■ YOUR OBJECTIVE: Reproduce all of the lines below, requests included, scaling every point coordinate in the answers by 1.1 and rounding each result to a whole number, with halves rounded up.

■ THE DATA:
########################################

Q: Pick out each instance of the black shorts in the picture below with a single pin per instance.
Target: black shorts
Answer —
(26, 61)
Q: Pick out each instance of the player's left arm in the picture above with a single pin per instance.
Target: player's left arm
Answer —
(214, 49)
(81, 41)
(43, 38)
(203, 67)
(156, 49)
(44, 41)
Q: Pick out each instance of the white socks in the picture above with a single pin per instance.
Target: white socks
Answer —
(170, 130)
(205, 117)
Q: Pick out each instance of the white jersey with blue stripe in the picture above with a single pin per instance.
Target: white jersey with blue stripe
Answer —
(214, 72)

########################################

■ FULL OUTPUT:
Q: Pick out each instance of the black shorts in the picture below with a single pin per instance.
Target: black shorts
Answer —
(29, 67)
Q: Pick out each instance of the player's left arm in the picture above with a single pin per instance.
Target: player's left arm
Answer —
(235, 54)
(89, 45)
(47, 42)
(223, 74)
(172, 54)
(48, 45)
Q: Pick out each instance of the white socks in the picture above with a single pin per instance.
Target: white socks
Answer —
(187, 143)
(226, 129)
Q: Pick out each instance of the white jersey with blue stripe in the picture above with a single pin per instance.
Target: white jersey with blue stripe
Answer —
(235, 79)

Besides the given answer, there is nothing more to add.